Exercise passage:
How to Bottle-Feed
Newborns need supportive nutrition and plenty of loving—2 things you can supply while bottle-feeding. Both human milk and formula can be given to your baby in a bottle.
SAFETY TIP: Don’t heat human milk or formula in a microwave. This can result in uneven heating and might burn your baby’s mouth. Instead, warm the bottle by placing it in a bowl of warm water. Do not use hot water. (Hot water should never be used to heat formula or human milk because of the risk of burning the child). Test the formula on your wrist to make sure it is a warm temperature before feeding it to your baby.
Facts on formula
Here are some facts about baby formula:
Baby formula can be cow milk protein-based or soy protein-based. If your family has a history of allergies, your baby’s healthcare provider may suggest a specific type of formula to use. Any formula used should include iron.
Ready-to-feed formula is the easiest, but it also costs the most. Brand names cost more than store brand formulas because these companies spend more money on advertising.

Tasks to perform:
- a) Reproduce the part of the bottle-feeding passage that starts at the words "How to Bottle-Feed" and ends after the words "should include iron.".
- b) Continue the bottle-feeding passage from its last sentence.

Given entries:
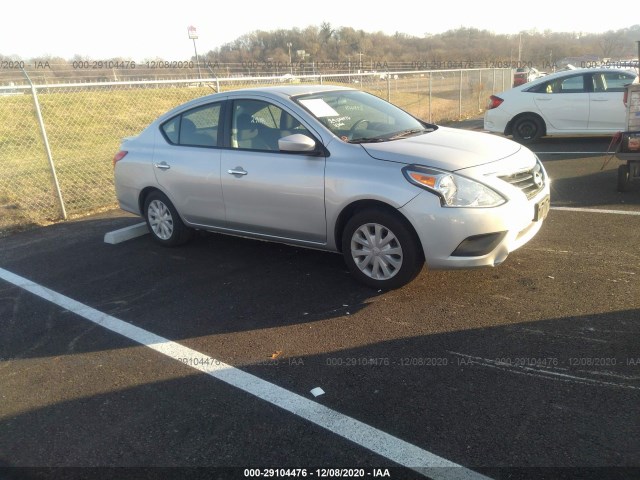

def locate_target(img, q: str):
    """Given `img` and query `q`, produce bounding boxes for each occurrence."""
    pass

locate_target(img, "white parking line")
[104,222,149,245]
[0,268,489,480]
[533,151,616,155]
[551,207,640,216]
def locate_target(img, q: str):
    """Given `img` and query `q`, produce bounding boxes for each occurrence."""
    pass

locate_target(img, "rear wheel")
[144,191,193,247]
[342,210,424,290]
[511,115,544,143]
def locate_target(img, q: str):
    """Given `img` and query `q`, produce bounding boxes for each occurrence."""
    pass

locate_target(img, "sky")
[0,0,640,61]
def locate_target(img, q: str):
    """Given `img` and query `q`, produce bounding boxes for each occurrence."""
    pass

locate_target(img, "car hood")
[361,127,522,171]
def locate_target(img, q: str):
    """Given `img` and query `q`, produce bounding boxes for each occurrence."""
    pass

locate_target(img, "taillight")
[113,150,129,168]
[487,95,504,110]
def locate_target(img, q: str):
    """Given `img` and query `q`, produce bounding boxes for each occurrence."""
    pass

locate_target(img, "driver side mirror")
[278,133,316,152]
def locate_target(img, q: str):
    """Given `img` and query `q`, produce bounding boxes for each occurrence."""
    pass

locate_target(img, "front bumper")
[400,184,549,269]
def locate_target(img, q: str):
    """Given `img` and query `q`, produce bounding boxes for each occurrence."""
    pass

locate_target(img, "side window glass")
[179,103,220,147]
[557,75,586,93]
[160,103,221,147]
[598,72,635,92]
[162,115,180,145]
[231,100,311,151]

Responses in order:
- a)
How to Bottle-Feed
Newborns need supportive nutrition and plenty of loving—2 things you can supply while bottle-feeding. Both human milk and formula can be given to your baby in a bottle.
SAFETY TIP: Don’t heat human milk or formula in a microwave. This can result in uneven heating and might burn your baby’s mouth. Instead, warm the bottle by placing it in a bowl of warm water. Do not use hot water. (Hot water should never be used to heat formula or human milk because of the risk of burning the child). Test the formula on your wrist to make sure it is a warm temperature before feeding it to your baby.
Facts on formula
Here are some facts about baby formula:
Baby formula can be cow milk protein-based or soy protein-based. If your family has a history of allergies, your baby’s healthcare provider may suggest a specific type of formula to use. Any formula used should include iron.

- b)
Concentrated powder and liquid formulas need to be mixed with water before using. Follow the package directions closely. Using too much or too little water may be harmful to your baby.
Hold baby and bottle
Tips on holding your baby and the bottle include:
Cradle your baby in your arm, holding the head slightly higher than the chest.
Stroke the cheek nearest to you. When your baby’s mouth opens, place the nipple on the tongue well into your baby’s mouth.
Tip the bottle so the nipple fills with milk. For your baby’s sake, never prop the bottle.
Feeding your infant can be a time of bonding and trust building. Hold your baby close to your body, make eye contact, and talk to your baby.
Proper positioning can decrease the chance of your baby choking
Don’t let your baby fall asleep while sucking on a bottle. This can lead to tooth decay in the future.
Burping your baby
Tips on burping your baby include:
Burp your baby often during the feeding and when he or she is done feeding. It is easy for babies to swallow air while bottle-feeding and burping helps the baby get rid of that air.
Your baby can be burped sitting up while you hold the baby’s jaw, lying face-down across your lap, or with his or her belly against your shoulder.
If your baby seems hungry but isn’t eating well, you can try a different shaped nipple. You might also check the nipple opening. Some babies prefer a faster flow of milk and can be frustrated when the flow is too slow. If your baby is gagging and choking, you might need a nipple with a smaller hole, which makes the flow slower.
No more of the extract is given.